Copy the records below word for word, starting at the line that contains "Target: overcast sky" and ending at the end of the records, both ends included. Leave the pictures out of your answer.

Collected data entries:

········

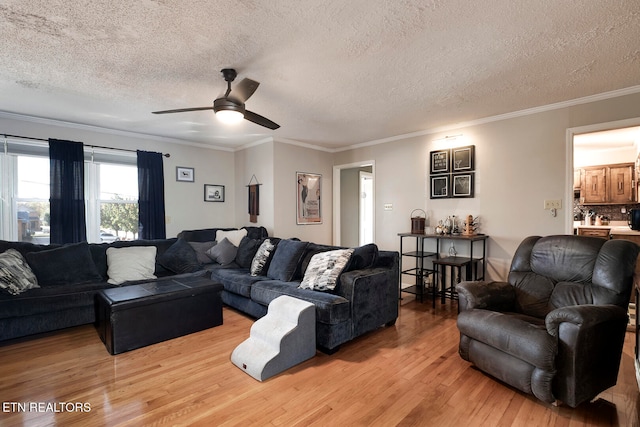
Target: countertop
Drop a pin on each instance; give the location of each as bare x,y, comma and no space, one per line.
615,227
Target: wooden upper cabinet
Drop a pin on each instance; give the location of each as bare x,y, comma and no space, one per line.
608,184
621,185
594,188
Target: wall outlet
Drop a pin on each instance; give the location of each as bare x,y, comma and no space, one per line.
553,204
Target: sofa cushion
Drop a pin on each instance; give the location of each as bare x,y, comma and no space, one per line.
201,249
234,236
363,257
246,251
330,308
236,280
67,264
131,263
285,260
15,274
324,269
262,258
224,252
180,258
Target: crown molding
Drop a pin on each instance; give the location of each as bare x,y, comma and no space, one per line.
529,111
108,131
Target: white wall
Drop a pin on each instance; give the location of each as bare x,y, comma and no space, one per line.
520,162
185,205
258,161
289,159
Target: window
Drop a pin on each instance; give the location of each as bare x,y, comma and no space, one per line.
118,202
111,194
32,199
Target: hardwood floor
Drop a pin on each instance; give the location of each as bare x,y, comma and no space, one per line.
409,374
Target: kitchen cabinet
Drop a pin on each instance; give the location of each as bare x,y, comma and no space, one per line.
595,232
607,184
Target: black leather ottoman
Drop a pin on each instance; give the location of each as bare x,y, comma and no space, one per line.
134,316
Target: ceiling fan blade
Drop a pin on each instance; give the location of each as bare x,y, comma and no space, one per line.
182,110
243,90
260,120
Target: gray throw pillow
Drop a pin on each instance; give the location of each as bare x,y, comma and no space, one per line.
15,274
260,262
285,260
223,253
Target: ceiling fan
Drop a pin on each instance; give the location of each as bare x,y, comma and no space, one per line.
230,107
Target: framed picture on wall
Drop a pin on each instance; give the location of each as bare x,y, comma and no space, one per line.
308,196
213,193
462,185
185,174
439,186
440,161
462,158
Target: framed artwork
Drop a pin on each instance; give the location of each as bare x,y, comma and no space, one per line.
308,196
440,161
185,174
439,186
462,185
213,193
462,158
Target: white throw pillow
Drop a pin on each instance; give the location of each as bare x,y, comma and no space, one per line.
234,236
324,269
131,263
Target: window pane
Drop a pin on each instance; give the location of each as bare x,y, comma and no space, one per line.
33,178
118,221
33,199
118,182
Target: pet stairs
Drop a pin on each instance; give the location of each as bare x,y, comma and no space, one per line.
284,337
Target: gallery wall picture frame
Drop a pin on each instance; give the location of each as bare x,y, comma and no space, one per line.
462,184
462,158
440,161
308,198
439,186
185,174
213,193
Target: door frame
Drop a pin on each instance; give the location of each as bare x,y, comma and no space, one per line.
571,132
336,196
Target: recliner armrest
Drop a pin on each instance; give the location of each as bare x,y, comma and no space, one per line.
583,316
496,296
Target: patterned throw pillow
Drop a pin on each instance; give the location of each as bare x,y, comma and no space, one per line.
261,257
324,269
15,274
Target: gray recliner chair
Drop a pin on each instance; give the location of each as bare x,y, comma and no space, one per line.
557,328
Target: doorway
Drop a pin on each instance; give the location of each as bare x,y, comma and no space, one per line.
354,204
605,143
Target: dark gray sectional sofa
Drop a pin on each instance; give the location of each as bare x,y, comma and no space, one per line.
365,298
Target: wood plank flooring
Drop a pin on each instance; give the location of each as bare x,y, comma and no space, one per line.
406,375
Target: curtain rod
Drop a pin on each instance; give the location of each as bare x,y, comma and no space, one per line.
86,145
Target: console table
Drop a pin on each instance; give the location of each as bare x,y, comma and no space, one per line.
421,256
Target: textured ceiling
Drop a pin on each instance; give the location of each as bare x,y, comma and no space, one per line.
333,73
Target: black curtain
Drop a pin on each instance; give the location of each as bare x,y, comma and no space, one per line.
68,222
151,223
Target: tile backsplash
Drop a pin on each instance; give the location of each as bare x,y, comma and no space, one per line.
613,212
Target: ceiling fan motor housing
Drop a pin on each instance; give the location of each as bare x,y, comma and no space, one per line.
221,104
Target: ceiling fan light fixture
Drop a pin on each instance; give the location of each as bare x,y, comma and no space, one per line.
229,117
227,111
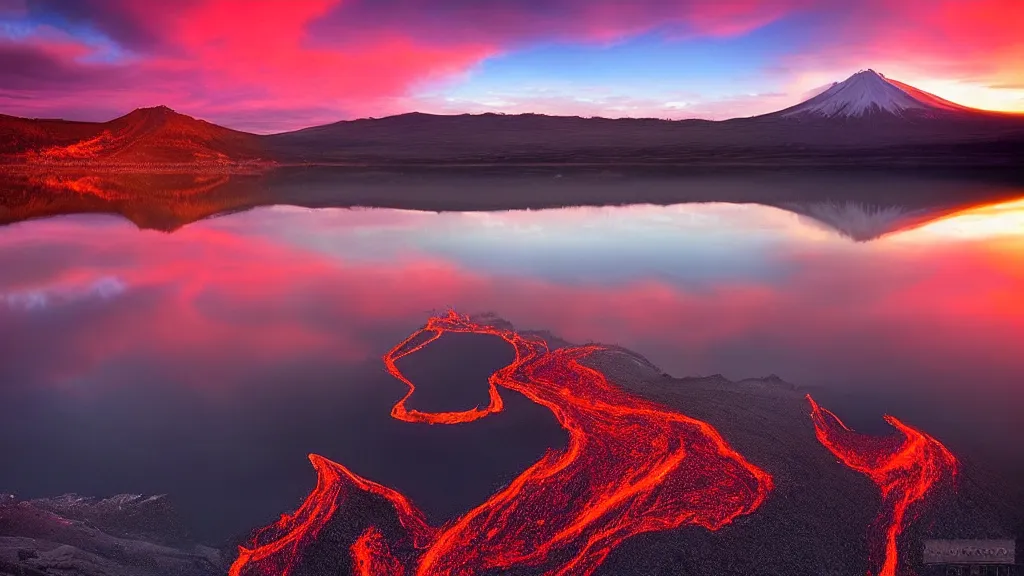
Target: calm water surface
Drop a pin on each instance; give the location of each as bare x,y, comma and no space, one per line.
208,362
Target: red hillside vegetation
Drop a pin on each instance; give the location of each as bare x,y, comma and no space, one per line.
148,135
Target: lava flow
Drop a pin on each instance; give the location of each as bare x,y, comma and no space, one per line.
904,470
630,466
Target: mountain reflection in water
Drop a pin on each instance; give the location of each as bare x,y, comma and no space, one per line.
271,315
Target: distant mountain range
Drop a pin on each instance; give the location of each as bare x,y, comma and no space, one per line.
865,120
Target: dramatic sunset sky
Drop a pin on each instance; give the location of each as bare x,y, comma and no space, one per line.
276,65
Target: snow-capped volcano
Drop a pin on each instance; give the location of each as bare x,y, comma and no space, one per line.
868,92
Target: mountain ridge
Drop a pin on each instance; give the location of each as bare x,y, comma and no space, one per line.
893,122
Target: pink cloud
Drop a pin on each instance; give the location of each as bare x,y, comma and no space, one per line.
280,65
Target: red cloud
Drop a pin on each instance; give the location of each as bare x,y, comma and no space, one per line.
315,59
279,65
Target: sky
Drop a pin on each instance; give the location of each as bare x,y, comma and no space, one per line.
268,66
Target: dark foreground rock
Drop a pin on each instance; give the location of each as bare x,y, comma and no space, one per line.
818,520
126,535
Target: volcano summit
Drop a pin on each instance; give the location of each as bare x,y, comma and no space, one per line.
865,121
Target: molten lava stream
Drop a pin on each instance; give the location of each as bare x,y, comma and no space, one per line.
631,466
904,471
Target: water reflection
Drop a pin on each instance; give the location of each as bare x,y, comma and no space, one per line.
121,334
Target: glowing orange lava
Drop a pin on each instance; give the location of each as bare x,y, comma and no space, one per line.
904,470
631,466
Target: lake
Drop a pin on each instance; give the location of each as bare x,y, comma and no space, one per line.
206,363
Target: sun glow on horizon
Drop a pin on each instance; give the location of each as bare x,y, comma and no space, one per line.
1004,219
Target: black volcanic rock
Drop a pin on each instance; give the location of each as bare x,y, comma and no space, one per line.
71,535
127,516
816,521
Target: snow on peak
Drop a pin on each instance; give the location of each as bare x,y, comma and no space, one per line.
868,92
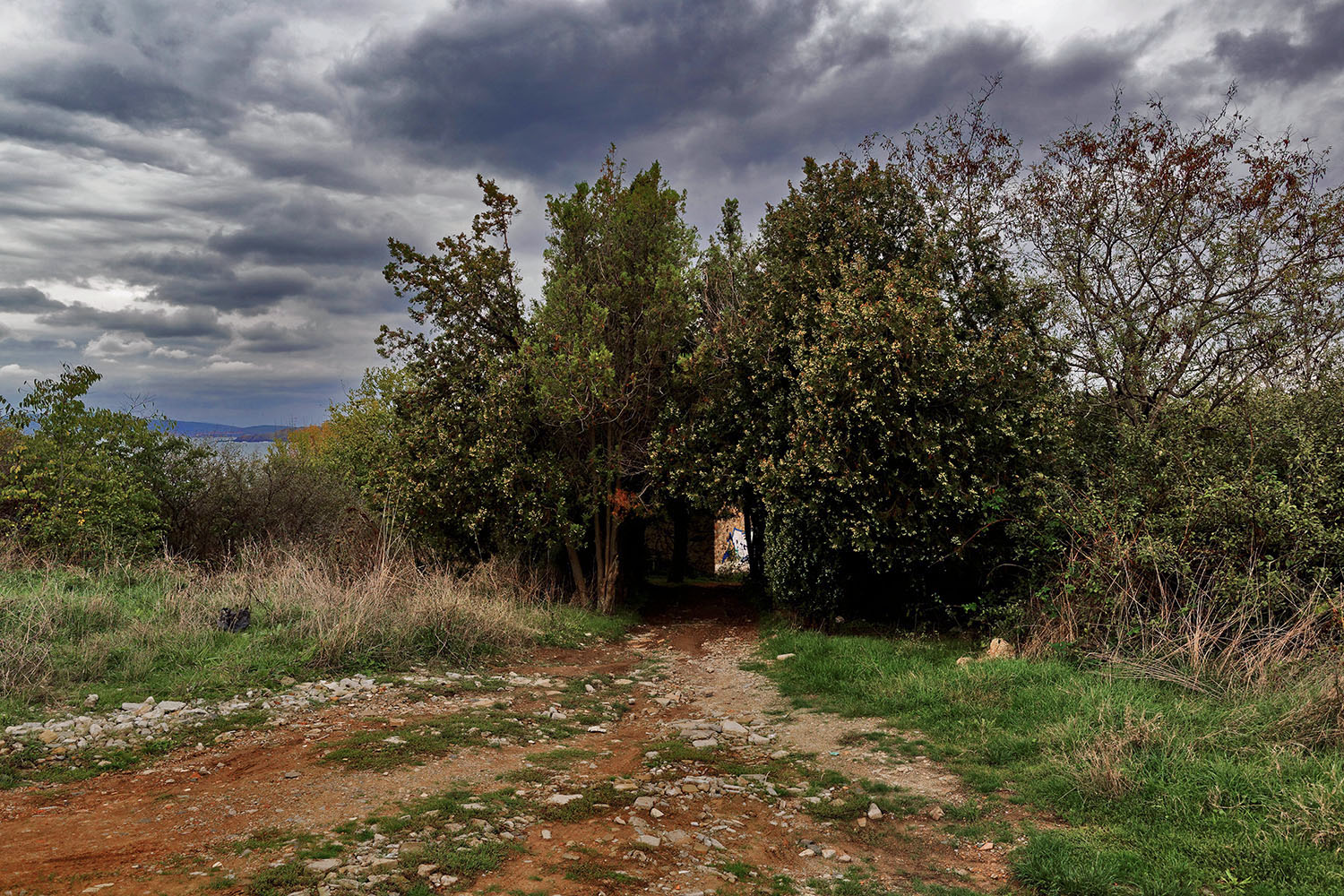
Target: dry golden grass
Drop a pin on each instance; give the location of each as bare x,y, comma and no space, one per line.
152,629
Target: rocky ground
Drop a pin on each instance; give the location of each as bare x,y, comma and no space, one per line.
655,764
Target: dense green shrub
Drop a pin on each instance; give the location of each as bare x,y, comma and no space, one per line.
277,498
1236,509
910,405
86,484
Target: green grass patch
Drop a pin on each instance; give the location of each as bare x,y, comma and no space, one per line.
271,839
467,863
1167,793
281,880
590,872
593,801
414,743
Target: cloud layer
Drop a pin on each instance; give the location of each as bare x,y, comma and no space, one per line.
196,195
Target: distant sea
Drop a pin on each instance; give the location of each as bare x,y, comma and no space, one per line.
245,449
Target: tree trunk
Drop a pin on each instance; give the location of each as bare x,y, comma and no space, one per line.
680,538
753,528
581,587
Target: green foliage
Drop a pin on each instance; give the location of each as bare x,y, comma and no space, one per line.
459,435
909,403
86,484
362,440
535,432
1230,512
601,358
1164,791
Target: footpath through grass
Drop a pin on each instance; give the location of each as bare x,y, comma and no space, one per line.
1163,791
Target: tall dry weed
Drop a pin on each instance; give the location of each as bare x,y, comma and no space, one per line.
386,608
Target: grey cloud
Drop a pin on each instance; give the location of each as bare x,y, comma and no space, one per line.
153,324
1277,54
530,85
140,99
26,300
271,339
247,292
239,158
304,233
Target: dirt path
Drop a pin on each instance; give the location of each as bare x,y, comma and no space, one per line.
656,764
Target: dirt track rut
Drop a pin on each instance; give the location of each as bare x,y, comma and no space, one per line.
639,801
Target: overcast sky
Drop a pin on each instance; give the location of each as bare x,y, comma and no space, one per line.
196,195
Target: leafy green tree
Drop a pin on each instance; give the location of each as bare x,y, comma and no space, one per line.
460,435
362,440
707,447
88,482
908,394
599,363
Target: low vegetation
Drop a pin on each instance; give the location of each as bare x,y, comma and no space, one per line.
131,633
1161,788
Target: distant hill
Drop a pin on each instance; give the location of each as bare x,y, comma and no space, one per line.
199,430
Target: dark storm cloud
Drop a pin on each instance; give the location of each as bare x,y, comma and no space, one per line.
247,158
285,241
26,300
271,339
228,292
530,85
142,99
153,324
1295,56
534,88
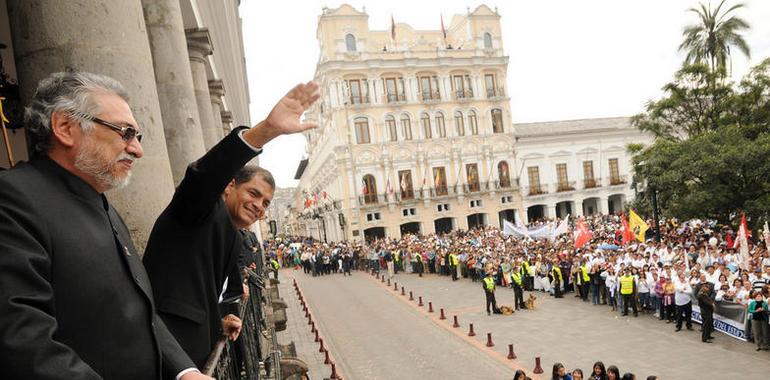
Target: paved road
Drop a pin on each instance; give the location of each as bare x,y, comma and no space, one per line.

········

- _TASK OUTPUT_:
Target: overcast sky
Drop a pin on each instance; give the location of each as bare x,y, comma and no space, one per line.
196,195
Target: leafy green tree
Drop a pin on each instance; give the location of each as bare x,y, comma and no space, one per line.
460,435
362,440
707,447
88,482
908,394
599,363
Target: low vegetation
Drop a pin on each instance; give the location of each as bare x,y, comma and no space, one per line.
131,633
1161,788
Target: distant hill
Drop a pin on each instance; give the location of each as bare x,y, comma and no space, one per line.
199,430
Target: dark storm cloud
Drop a pin on each instance; give the location of each as bare x,y, comma and no space, one per line.
247,158
285,241
26,300
271,339
228,292
530,85
142,99
153,324
1295,56
534,88
Target: paved road
Drop a pin on each instance; give the location of each as bare x,y, comma and no space, one per line.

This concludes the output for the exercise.